What you should do. In the entries below, which lines run from the one with "TARGET: the metal railing" through the one with "TARGET: the white arched ceiling"? Repeat exactly those, both included, and no pictures.

Dataset START

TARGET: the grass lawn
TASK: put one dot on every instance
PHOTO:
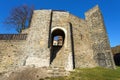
(92, 74)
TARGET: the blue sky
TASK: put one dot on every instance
(109, 8)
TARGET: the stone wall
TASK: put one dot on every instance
(11, 54)
(37, 41)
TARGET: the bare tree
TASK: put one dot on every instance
(20, 17)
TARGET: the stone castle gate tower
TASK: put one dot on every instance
(81, 42)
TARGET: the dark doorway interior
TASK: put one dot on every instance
(57, 42)
(117, 59)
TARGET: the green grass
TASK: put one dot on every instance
(93, 74)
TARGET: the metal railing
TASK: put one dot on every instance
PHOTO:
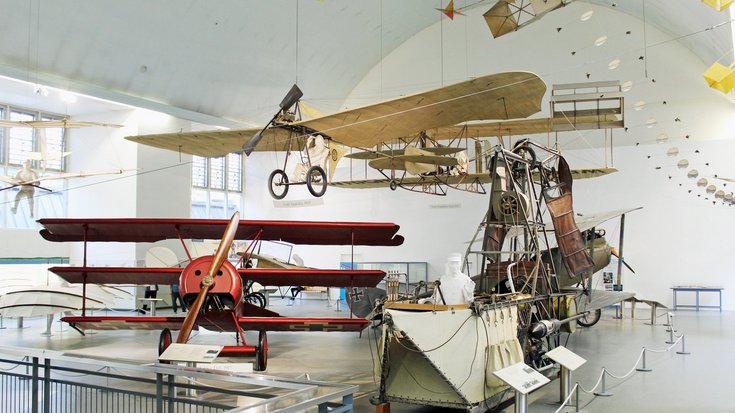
(47, 381)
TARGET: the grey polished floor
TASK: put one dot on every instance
(700, 381)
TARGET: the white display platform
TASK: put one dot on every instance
(191, 353)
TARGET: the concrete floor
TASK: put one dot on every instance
(678, 383)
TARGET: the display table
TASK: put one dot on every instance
(697, 290)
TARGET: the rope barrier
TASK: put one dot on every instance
(641, 359)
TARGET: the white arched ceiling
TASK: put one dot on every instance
(230, 62)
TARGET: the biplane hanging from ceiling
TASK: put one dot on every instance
(404, 139)
(212, 287)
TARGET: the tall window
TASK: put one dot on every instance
(216, 186)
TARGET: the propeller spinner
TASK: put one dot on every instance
(209, 279)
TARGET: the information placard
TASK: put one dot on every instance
(196, 353)
(522, 377)
(566, 358)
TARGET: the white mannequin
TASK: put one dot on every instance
(456, 287)
(26, 191)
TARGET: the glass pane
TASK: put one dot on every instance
(234, 172)
(217, 173)
(234, 202)
(217, 204)
(199, 204)
(199, 171)
(20, 139)
(51, 141)
(2, 136)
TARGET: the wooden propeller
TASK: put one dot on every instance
(208, 281)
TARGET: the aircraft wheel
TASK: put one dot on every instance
(590, 319)
(316, 181)
(256, 299)
(278, 184)
(164, 340)
(261, 354)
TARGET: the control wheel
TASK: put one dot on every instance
(590, 319)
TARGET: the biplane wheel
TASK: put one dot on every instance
(316, 181)
(261, 354)
(590, 319)
(164, 340)
(278, 184)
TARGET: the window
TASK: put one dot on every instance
(19, 144)
(216, 186)
(20, 139)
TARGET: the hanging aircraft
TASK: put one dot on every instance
(212, 287)
(419, 142)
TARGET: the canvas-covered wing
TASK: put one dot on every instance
(403, 162)
(67, 175)
(590, 221)
(414, 180)
(157, 229)
(601, 299)
(309, 277)
(118, 275)
(520, 126)
(507, 95)
(434, 150)
(59, 123)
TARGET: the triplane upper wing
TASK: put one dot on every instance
(215, 290)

Dataset END

Output of the exercise.
TARGET: the metal railing
TASK: put one dot on every instance
PHOTO:
(47, 381)
TARGET: the grey polished floor
TASK: put one dot on every instance
(700, 381)
TARGET: the white display platform
TASK: put one dot on every instance
(191, 353)
TARGET: the concrete floor
TASK: put one dot on every instance
(678, 383)
TARGET: the display table
TASK: put one dot on every instance
(697, 290)
TARGET: the rope barrier
TASK: put one dot on every instance
(641, 359)
TARGET: the white arched ceiling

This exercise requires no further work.